▸ OPDRACHT A: Herhaal letterlijk de regels uit de gegevens: begin bij de regel met "foreground shown in the photo above." en ga door tot en met de laatste regel van de gegevens.
╭─ AANGELEVERDE TEKST
Het bestreden oordeel is onbegrijpelijk voor zover het inhoudt dat een beroep op interne compensatie geen deel uitmaakt van het standpunt van de Inspecteur in hoger beroep. Uit de gedingstukken valt niet anders af te leiden dan dat de Inspecteur zonder voorbehoud tot uitdrukking heeft gebracht dat bij verrekening van de in 2.1.2 vermelde loonheffing ook het loon waarop die loonheffing ziet in de heffing van IB/PVV moet worden betrokken, en dat belanghebbende hiertegen gemotiveerd verweer heeft gevoerd.
Op grond van het voorgaande slaagt het middel.
2.5
De bestreden uitspraak kan niet in stand blijven. Verwijzing moet volgen.
╰─
╭─ DE GEGEVENS
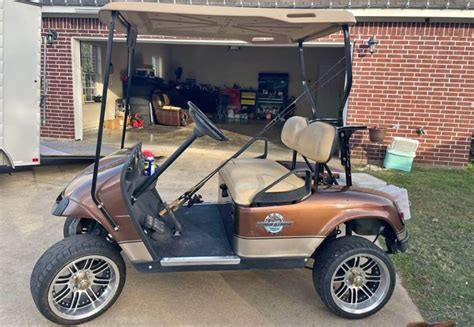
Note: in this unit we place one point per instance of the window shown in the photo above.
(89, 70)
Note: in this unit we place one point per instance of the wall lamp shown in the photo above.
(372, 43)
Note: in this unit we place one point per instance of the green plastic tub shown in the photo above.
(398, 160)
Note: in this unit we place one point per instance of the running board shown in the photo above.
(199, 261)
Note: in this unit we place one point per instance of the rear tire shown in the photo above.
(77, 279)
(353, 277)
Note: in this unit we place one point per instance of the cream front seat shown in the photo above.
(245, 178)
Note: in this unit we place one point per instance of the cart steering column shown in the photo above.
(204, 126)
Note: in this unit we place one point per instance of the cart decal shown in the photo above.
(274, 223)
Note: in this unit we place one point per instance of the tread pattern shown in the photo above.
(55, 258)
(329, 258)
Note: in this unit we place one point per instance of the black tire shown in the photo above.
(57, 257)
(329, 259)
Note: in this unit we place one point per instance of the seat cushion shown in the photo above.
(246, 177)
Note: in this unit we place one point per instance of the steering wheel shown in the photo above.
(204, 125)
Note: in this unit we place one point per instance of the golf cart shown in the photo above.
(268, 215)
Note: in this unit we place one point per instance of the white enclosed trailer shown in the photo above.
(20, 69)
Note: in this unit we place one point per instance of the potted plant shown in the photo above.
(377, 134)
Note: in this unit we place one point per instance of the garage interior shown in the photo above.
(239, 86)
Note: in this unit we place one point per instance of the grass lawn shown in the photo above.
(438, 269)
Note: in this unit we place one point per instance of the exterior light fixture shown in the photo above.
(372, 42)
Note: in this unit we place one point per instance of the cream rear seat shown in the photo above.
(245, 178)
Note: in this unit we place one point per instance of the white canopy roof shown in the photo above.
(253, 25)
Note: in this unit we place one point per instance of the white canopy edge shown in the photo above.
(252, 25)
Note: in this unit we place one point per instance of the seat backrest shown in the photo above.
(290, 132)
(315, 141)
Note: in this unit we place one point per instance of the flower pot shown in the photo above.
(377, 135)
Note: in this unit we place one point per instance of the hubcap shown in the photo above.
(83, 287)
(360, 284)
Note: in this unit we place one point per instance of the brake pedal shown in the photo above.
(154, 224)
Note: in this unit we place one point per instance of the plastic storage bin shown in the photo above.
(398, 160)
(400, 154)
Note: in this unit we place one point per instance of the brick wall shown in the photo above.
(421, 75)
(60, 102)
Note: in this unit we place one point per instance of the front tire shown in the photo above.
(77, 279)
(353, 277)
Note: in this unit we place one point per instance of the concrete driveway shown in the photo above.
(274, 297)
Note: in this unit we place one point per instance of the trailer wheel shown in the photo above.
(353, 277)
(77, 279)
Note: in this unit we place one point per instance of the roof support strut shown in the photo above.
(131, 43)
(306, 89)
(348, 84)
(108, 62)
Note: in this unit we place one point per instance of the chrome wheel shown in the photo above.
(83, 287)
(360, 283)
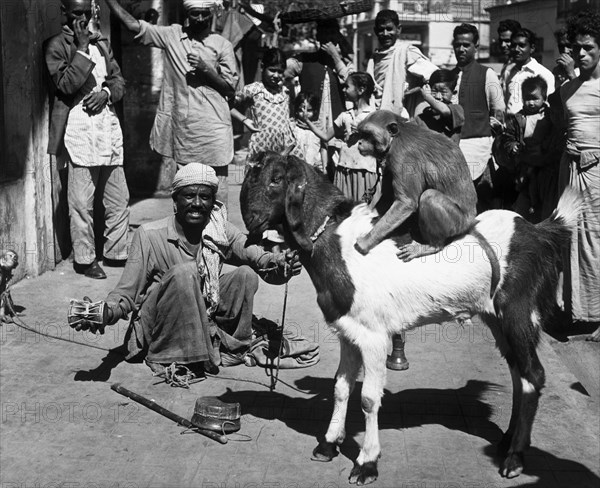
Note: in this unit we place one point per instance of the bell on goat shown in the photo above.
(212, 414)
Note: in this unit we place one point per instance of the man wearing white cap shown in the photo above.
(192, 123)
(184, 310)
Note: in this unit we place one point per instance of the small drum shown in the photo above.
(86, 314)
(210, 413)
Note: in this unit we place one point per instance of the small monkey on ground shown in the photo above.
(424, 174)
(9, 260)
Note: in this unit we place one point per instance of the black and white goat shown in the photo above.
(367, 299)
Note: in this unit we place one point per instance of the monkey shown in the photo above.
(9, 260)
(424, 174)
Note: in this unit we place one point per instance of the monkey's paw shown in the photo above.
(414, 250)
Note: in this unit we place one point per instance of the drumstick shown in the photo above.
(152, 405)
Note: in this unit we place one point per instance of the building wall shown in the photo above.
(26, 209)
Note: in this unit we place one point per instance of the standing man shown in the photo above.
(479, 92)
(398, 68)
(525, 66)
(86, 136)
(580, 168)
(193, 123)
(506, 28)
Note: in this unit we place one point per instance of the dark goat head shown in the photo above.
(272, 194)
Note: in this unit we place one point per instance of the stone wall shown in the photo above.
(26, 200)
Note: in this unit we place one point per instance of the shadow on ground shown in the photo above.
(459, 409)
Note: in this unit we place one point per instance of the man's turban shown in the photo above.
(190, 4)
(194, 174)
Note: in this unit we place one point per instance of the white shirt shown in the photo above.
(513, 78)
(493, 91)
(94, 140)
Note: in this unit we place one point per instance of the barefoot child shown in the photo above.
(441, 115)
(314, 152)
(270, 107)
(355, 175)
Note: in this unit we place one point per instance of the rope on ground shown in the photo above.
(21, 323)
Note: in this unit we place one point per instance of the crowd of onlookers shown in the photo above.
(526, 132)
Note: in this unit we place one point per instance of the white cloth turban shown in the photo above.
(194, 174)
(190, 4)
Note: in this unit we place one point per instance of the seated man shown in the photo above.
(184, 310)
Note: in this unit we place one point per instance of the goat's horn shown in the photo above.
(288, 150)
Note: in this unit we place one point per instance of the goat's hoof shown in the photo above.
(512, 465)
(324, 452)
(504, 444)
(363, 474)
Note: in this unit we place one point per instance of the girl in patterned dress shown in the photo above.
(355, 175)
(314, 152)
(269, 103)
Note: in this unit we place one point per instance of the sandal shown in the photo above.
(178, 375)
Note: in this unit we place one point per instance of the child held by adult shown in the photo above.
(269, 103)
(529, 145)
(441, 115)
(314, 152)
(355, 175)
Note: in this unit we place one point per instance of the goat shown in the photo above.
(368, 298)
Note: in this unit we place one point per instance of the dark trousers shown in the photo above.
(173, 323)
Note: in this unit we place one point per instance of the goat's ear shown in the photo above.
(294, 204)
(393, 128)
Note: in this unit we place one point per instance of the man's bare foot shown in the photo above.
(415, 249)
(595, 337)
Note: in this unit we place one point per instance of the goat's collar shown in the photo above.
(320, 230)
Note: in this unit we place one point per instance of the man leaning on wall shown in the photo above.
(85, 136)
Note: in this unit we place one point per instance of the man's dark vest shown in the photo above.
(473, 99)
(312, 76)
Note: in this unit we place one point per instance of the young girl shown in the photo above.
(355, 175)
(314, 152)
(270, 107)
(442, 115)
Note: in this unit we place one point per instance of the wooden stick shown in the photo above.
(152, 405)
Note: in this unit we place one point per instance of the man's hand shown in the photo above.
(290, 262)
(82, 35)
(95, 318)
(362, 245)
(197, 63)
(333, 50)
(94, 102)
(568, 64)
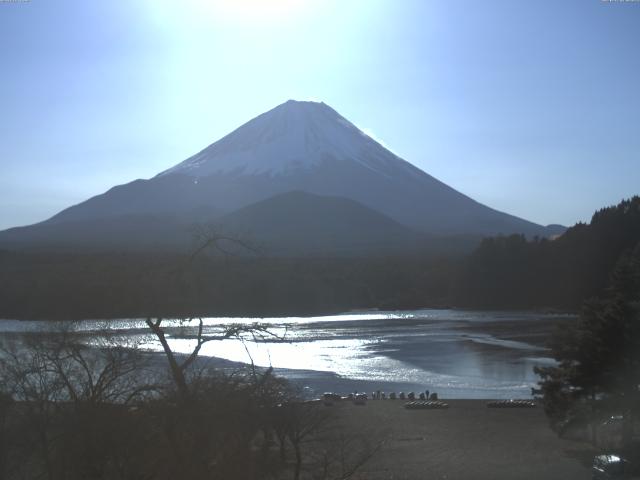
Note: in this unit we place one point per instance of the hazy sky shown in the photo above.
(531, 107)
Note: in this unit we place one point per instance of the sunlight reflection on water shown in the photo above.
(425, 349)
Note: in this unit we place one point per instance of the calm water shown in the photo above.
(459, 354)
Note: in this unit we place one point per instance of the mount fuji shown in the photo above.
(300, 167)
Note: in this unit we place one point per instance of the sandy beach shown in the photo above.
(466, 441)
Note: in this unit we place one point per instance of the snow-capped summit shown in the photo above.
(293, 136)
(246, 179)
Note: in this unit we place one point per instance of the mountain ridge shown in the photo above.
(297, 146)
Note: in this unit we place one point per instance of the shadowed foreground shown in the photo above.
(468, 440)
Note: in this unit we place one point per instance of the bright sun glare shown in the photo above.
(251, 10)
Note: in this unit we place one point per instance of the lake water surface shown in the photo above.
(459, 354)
╰─
▸ OPDRACHT B: Wat moet er volgens de aangeleverde tekst gebeuren nu de bestreden uitspraak niet in stand kan blijven?

▸ ANTWOORD A:
Note: in this unit we place one point per instance of the shadowed foreground shown in the photo above.
(468, 440)
Note: in this unit we place one point per instance of the bright sun glare shown in the photo above.
(251, 10)
Note: in this unit we place one point per instance of the lake water surface shown in the photo above.
(459, 354)

▸ ANTWOORD B: Verwijzing moet volgen.